Exercise brief: Lay out all the data below as a two-column CSV with the headers input and output, one row for each input with its matching output beside it. Put every field in double quotes, and turn any line breaks inside a field into spaces.

## Begin Data for this task

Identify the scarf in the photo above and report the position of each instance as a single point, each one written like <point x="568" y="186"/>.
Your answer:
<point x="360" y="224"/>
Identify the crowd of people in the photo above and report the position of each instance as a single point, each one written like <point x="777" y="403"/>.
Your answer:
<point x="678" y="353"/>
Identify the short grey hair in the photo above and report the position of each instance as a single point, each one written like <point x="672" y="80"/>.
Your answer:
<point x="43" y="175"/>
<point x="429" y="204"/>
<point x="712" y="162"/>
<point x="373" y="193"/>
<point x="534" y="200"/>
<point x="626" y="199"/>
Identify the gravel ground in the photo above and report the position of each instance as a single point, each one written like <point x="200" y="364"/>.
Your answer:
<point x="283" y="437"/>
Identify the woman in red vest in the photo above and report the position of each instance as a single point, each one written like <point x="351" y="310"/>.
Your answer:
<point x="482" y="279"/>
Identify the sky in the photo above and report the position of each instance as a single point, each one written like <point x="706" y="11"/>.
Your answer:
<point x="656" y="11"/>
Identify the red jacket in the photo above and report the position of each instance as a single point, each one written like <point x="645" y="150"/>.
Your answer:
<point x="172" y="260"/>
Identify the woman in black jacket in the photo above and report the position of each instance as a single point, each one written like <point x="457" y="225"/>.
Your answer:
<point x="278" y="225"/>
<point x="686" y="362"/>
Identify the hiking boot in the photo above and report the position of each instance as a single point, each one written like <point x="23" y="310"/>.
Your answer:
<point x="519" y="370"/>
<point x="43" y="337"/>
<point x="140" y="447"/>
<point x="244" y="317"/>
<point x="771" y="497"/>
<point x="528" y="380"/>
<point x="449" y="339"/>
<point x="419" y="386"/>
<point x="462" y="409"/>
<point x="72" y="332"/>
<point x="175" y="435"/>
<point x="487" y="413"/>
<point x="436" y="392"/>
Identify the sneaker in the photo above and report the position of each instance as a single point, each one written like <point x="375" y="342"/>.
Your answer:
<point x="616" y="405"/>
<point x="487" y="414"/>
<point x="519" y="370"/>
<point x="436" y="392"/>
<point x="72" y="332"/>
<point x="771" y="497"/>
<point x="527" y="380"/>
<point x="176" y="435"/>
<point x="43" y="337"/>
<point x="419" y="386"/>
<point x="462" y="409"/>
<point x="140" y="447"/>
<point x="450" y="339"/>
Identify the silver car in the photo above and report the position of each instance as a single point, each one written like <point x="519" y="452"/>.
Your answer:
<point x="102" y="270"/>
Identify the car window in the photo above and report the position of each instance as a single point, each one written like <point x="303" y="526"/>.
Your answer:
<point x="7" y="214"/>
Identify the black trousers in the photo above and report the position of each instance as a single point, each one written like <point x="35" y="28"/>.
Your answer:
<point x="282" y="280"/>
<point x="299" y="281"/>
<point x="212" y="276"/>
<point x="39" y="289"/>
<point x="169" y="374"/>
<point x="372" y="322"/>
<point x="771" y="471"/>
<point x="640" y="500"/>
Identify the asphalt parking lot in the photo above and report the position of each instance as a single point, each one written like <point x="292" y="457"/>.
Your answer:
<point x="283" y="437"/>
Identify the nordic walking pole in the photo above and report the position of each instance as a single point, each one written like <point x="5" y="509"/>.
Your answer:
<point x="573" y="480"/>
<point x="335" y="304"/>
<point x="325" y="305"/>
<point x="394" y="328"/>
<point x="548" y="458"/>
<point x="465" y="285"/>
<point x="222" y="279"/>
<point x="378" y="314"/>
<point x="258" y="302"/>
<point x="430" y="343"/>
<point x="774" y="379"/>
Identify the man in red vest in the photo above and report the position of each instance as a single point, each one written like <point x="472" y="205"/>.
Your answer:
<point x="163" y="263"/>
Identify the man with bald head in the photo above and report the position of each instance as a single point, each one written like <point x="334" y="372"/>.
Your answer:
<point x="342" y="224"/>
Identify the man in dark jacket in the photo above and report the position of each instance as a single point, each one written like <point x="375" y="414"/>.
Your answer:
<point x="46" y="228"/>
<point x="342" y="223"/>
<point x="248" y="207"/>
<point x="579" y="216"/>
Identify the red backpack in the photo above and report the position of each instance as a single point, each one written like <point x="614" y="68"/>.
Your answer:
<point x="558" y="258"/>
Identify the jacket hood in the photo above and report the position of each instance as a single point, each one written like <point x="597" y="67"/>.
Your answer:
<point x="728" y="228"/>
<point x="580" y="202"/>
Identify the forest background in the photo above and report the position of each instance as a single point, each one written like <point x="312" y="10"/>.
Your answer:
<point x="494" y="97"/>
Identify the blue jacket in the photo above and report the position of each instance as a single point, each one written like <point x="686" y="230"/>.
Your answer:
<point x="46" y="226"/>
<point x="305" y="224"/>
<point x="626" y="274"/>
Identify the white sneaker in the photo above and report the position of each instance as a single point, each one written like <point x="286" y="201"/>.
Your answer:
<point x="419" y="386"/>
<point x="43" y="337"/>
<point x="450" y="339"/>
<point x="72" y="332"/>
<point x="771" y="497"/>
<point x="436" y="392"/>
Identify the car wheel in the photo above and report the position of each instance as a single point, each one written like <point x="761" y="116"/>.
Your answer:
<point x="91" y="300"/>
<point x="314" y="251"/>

## End Data for this task

Answer in full:
input,output
"Identify the scarf in the photo above and report the position of each instance as a single point, each one written like <point x=""568"" y=""186""/>. Your answer:","<point x=""360"" y=""224""/>"
"Identify the crowd of people in the photo above and report the position of each instance as a single point, each one written like <point x=""777"" y=""403""/>. Your answer:","<point x=""678"" y=""353""/>"
"Identify the short grey hair in the photo above and report the position of each instance as a single point, each one written like <point x=""672"" y=""80""/>. Your answer:","<point x=""43"" y=""175""/> <point x=""429"" y=""204""/> <point x=""712"" y=""162""/> <point x=""373"" y=""193""/> <point x=""534"" y=""200""/> <point x=""626"" y=""199""/>"
"Identify the gravel ground in the photo above and report the position of each instance as a single point, each one written like <point x=""200"" y=""364""/>. Your answer:","<point x=""283"" y=""437""/>"
"Identify the woman in red vest in the photo above and report the position of each instance as a single point, each one written like <point x=""351"" y=""310""/>. Your answer:","<point x=""482"" y=""279""/>"
"Identify the sky in the photo above and report the position of each instance as a single point, each one written like <point x=""706"" y=""11""/>. Your answer:","<point x=""656"" y=""11""/>"
"Identify the red jacket in the photo above and report the position of each instance as a single point, each one written like <point x=""645"" y=""150""/>. Your answer:","<point x=""172"" y=""260""/>"
"Identify the woman in black jacket in the photo above and report the position of each instance as a single point, each one written like <point x=""457"" y=""225""/>. Your answer:","<point x=""278"" y=""225""/> <point x=""686"" y=""362""/>"
"Identify the hiking boot in the photo above and report the position of each instance as a single point, each one written like <point x=""23"" y=""310""/>. Your answer:","<point x=""519"" y=""370""/> <point x=""43"" y=""337""/> <point x=""140"" y=""447""/> <point x=""244"" y=""317""/> <point x=""771"" y=""497""/> <point x=""528"" y=""380""/> <point x=""449"" y=""339""/> <point x=""419"" y=""386""/> <point x=""462"" y=""409""/> <point x=""72"" y=""332""/> <point x=""175"" y=""435""/> <point x=""487"" y=""413""/> <point x=""436"" y=""392""/>"
"Identify the sneaker in the photo above and report the position of each instance as a single point, each one written like <point x=""375"" y=""342""/>. Your answer:","<point x=""616"" y=""405""/> <point x=""487"" y=""414""/> <point x=""519"" y=""370""/> <point x=""436"" y=""392""/> <point x=""72"" y=""332""/> <point x=""771"" y=""497""/> <point x=""527"" y=""380""/> <point x=""176"" y=""435""/> <point x=""43"" y=""337""/> <point x=""419"" y=""386""/> <point x=""462"" y=""409""/> <point x=""140"" y=""447""/> <point x=""450"" y=""339""/>"
"Identify the silver car in the photo above and report the position of each instance as a single point, each one written like <point x=""519"" y=""452""/>. Your answer:","<point x=""102"" y=""270""/>"
"Identify the car window in the photo above and report the position of each instance as a single point, each one written like <point x=""303"" y=""526""/>. Your answer:","<point x=""7"" y=""214""/>"
"Identify the black trousers in the photo above and report the position of each instance as a single point, each one written like <point x=""35"" y=""28""/>. Your answer:","<point x=""282"" y=""280""/> <point x=""299"" y=""281""/> <point x=""212"" y=""276""/> <point x=""39"" y=""289""/> <point x=""169"" y=""374""/> <point x=""372"" y=""322""/> <point x=""771"" y=""471""/> <point x=""640"" y=""500""/>"
"Identify the asphalt parking lot in the photo above and report the position of each instance as a single point, each one written like <point x=""292"" y=""457""/>. Your answer:","<point x=""283"" y=""437""/>"
"Identify the nordic walking pole in the photo above and report the position of each instance as a single point, each one written like <point x=""5"" y=""509""/>. Your answer:","<point x=""573"" y=""480""/> <point x=""335"" y=""304""/> <point x=""325"" y=""305""/> <point x=""394"" y=""328""/> <point x=""548"" y=""458""/> <point x=""465"" y=""285""/> <point x=""222"" y=""279""/> <point x=""378"" y=""314""/> <point x=""258"" y=""302""/> <point x=""430"" y=""343""/> <point x=""774"" y=""379""/>"
"Identify the man in red vest in the photo above and report the position of each instance as a single point, each one written like <point x=""472"" y=""205""/>. Your answer:","<point x=""163"" y=""263""/>"
"Identify the man with bald head in the photo above and report the position of each instance as a single point, each one written like <point x=""334"" y=""372""/>. Your answer:","<point x=""342"" y=""224""/>"
"Identify the man in dark jacket in the photo above and report the position of each instance as a single point, each one written like <point x=""375"" y=""414""/>. Your answer:","<point x=""46"" y=""228""/> <point x=""342"" y=""223""/> <point x=""248"" y=""207""/> <point x=""579"" y=""216""/>"
"Identify the red backpack in the photo above and report the position of each instance as a single point, each one written like <point x=""614"" y=""68""/>. Your answer:","<point x=""558"" y=""258""/>"
"Identify the jacket hood in the photo above and report the position of each instance as a single point, each one written like <point x=""597"" y=""67""/>. Your answer:","<point x=""728"" y=""228""/> <point x=""580"" y=""202""/>"
"Identify the forest background in the photo above and report the position of each instance as a single point, each one written like <point x=""312"" y=""10""/>. Your answer:","<point x=""494"" y=""97""/>"
"Identify the blue jacket in the photo above and report the position of each instance as a single point, each one written like <point x=""686"" y=""230""/>. Your answer:","<point x=""46"" y=""226""/> <point x=""305"" y=""224""/> <point x=""626"" y=""274""/>"
"Identify the white sneaker in the photo above and report the position of each instance as a single point, each one written like <point x=""286"" y=""201""/>. Your answer:","<point x=""419"" y=""386""/> <point x=""43"" y=""337""/> <point x=""450"" y=""339""/> <point x=""72"" y=""332""/> <point x=""771"" y=""497""/> <point x=""436"" y=""392""/>"
"Identify the car wheel in the photo above and report the position of each instance as a single point, each one written like <point x=""761"" y=""116""/>. Your answer:","<point x=""91"" y=""300""/> <point x=""314"" y=""251""/>"